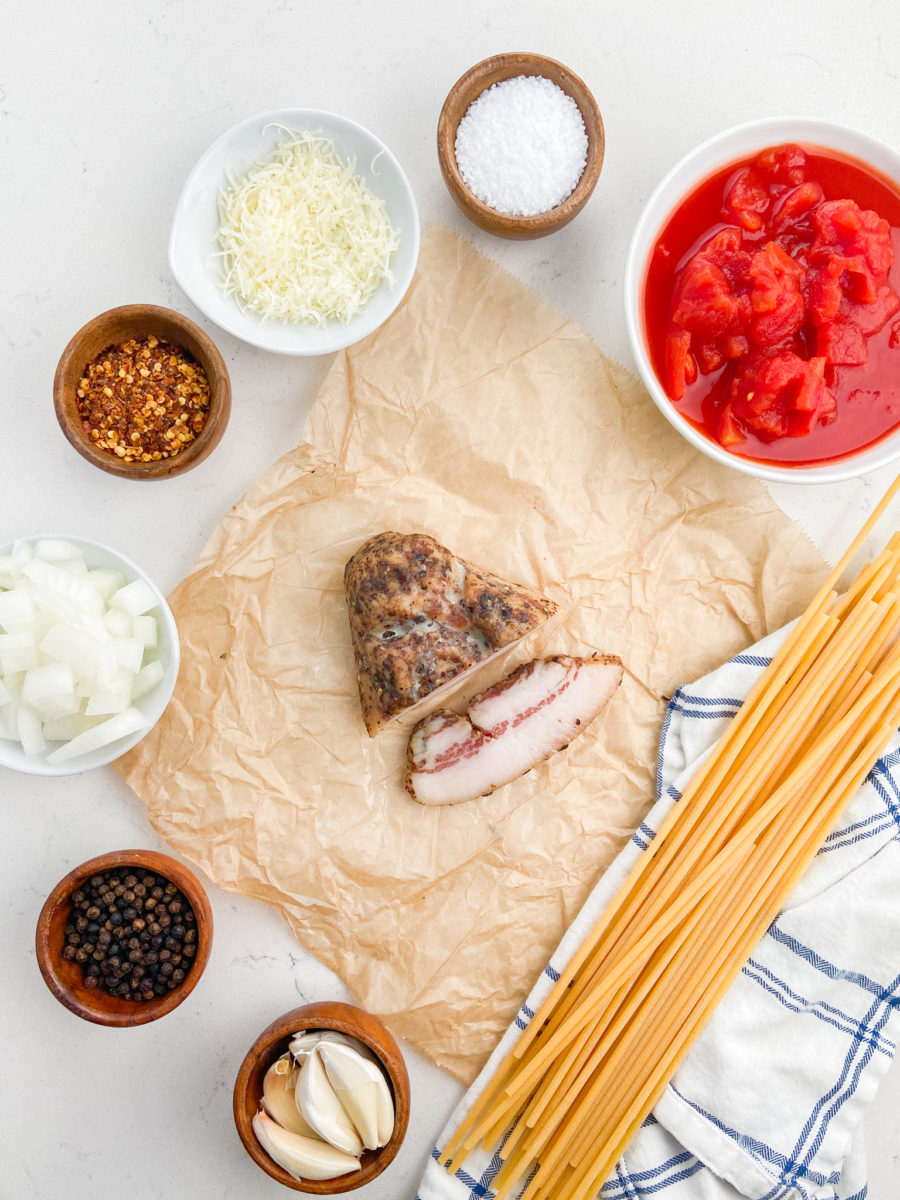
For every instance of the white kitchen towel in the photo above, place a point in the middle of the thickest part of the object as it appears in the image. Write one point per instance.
(769, 1099)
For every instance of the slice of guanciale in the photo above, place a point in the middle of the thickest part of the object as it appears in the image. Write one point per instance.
(509, 729)
(421, 618)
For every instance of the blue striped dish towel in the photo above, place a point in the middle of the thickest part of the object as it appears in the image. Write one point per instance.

###

* **WHAT TO PRODUCE**
Please provide a faithful transcription of all the data, pictures excluded.

* **TASK SOLUTION**
For every instance of the white kitchen towel in the photo above, place a point in the middle of the thickest part of the object as it appears in the image. Write one point per instance.
(769, 1099)
For every instance of the slice of guanciale in the photo above, place a point in the middle of the thickest part of the object as it appears in the image. Write one point per instance.
(509, 729)
(421, 618)
For every instance of the blue striped dish towel in the photo above, place a point in the middle of the thickest part of the object as it appears in the image. Write one point per instance.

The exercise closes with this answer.